Selected text:
• • • •
Wednesday, August 5, 2015

Etiquette: Have We Any Manners?



Have We Any Manners? Look at Our Ancestors and Take Courage!

"OUR ancestors do continually surprise us, but what can exceed the amazement, perfectly justifiable, that comes with our first glimpse at the approved etiquette books of only a generation or a century or two ago? It is comforting to believe' that our sires and their dames were the pinks of courtesy and good breeding, irrespective of their nationality or their station In life. But were they?

To the fair minded who study the novels, the jest books and the courtesy books contemporary with their lives — lives lived perhaps in the shadow of a palace— it is not always evident. And, except to the very young, who cannot see beneath the glittering surface, the exaggerated bows, the overpolished compliments, the kissing of perfumed hands and the spreading of velvet cloaks over muddy crossings seem theatrical and decidedly tiresome in an age that believes in such things as democracy, international conciliation, coeducation, pragmatism!

Today one of the most popular and amusing fallacies among the nations is that we Americans have no manners whatever; that all our women are selfish, strident-voiced, overdressed Daisy Millers; that all our men chew tobacco, hide behind newspapers at breakfast and dine in their shirt sleeves. And yet many old cosmopolitans and travelers, who claim to be discriminating in the matter of good manners, solemnly declare that we can well afford to be criticised by both Paris and Berlin.

We are a ridiculously new, composite race, but are we not an intelligent one— Indisputably benign, introspective, emulative, sympathetic and fond of laughter? To us a perusal of the etiquette books that only a century or two ago went through innumerable editions in all the great cities of Europe reveals this important, this unpleasant fact: that the immediate descendants of all the picture gallery folk, so picturesque in powdered wigs, swords, brocades and lace frills were in danger of inheriting the manners of snobs, boors and pigs only. While their background and courtly manners were extremely decorative, we must not regret that they have passed away forever.
• • • •
Location annotation dataset excerpts
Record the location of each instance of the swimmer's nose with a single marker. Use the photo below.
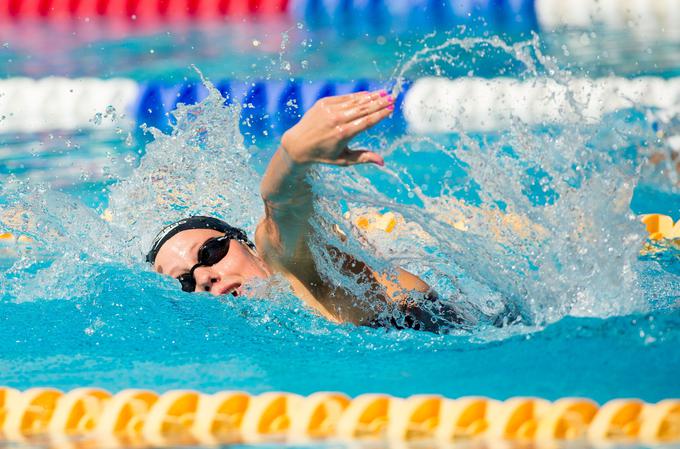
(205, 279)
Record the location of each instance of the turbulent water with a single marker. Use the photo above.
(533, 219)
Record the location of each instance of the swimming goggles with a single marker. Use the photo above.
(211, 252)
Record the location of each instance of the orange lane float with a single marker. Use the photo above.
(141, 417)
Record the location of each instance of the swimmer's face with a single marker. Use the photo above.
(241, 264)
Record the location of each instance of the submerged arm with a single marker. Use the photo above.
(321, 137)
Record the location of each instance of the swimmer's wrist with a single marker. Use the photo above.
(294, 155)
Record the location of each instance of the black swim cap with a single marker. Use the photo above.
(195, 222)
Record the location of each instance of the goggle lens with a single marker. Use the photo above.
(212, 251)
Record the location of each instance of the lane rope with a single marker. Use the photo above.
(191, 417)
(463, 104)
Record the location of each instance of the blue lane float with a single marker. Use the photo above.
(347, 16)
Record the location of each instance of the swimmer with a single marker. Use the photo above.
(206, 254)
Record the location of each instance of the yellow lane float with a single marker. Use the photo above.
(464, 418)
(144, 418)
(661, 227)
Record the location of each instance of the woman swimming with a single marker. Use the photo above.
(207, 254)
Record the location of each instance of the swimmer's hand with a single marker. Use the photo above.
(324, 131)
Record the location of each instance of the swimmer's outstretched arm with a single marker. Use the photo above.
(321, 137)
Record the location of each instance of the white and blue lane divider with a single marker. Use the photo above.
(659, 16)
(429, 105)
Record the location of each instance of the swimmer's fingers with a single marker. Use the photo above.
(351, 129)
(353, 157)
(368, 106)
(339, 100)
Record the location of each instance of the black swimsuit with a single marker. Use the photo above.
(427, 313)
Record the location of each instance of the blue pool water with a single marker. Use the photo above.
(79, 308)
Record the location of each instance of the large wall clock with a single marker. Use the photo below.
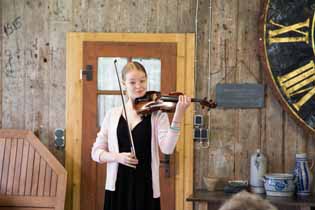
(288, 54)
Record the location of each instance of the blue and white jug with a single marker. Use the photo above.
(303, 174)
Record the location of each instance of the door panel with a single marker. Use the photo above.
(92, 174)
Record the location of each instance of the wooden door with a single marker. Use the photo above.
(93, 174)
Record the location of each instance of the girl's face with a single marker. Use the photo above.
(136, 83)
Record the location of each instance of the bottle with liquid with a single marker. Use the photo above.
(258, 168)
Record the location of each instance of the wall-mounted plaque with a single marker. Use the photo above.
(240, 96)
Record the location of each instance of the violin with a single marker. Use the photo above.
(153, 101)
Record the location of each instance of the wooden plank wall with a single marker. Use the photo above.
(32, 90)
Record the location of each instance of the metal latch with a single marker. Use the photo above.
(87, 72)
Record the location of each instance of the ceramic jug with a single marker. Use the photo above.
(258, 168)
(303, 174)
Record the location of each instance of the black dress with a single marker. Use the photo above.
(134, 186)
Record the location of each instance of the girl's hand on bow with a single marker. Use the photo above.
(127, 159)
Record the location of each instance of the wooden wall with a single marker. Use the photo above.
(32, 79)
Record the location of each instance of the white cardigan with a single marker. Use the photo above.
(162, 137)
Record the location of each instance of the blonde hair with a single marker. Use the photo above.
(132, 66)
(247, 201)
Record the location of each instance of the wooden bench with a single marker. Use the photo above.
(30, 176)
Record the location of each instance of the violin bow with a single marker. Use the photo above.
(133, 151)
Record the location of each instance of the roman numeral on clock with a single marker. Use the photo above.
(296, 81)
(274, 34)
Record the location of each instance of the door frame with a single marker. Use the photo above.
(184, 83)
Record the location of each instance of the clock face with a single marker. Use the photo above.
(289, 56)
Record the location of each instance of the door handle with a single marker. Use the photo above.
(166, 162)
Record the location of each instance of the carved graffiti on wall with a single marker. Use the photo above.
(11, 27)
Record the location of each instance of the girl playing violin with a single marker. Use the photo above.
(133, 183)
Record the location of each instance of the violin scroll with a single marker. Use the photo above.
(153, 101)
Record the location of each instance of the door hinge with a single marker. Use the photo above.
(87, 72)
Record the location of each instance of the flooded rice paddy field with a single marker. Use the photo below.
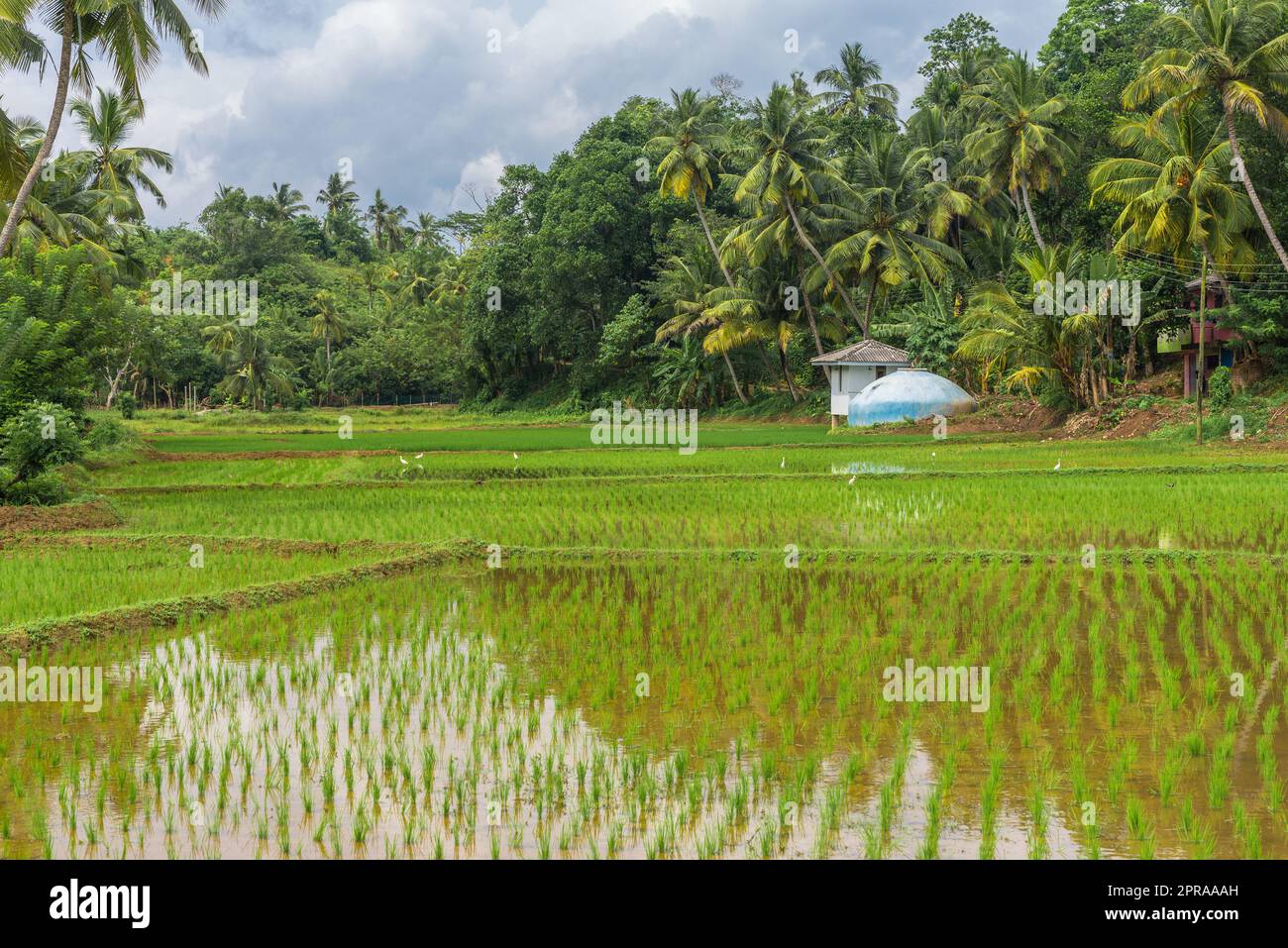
• • • •
Exercise requirements:
Copy the essay on manners above in full, word for word.

Answer to the exercise:
Wednesday, August 5, 2015

Etiquette: Have We Any Manners?



Have We Any Manners? Look at Our Ancestors and Take Courage!

"OUR ancestors do continually surprise us, but what can exceed the amazement, perfectly justifiable, that comes with our first glimpse at the approved etiquette books of only a generation or a century or two ago? It is comforting to believe' that our sires and their dames were the pinks of courtesy and good breeding, irrespective of their nationality or their station In life. But were they?

To the fair minded who study the novels, the jest books and the courtesy books contemporary with their lives — lives lived perhaps in the shadow of a palace— it is not always evident. And, except to the very young, who cannot see beneath the glittering surface, the exaggerated bows, the overpolished compliments, the kissing of perfumed hands and the spreading of velvet cloaks over muddy crossings seem theatrical and decidedly tiresome in an age that believes in such things as democracy, international conciliation, coeducation, pragmatism!

Today one of the most popular and amusing fallacies among the nations is that we Americans have no manners whatever; that all our women are selfish, strident-voiced, overdressed Daisy Millers; that all our men chew tobacco, hide behind newspapers at breakfast and dine in their shirt sleeves. And yet many old cosmopolitans and travelers, who claim to be discriminating in the matter of good manners, solemnly declare that we can well afford to be criticised by both Paris and Berlin.

We are a ridiculously new, composite race, but are we not an intelligent one— Indisputably benign, introspective, emulative, sympathetic and fond of laughter? To us a perusal of the etiquette books that only a century or two ago went through innumerable editions in all the great cities of Europe reveals this important, this unpleasant fact: that the immediate descendants of all the picture gallery folk, so picturesque in powdered wigs, swords, brocades and lace frills were in danger of inheriting the manners of snobs, boors and pigs only. While their background and courtly manners were extremely decorative, we must not regret that they have passed away forever.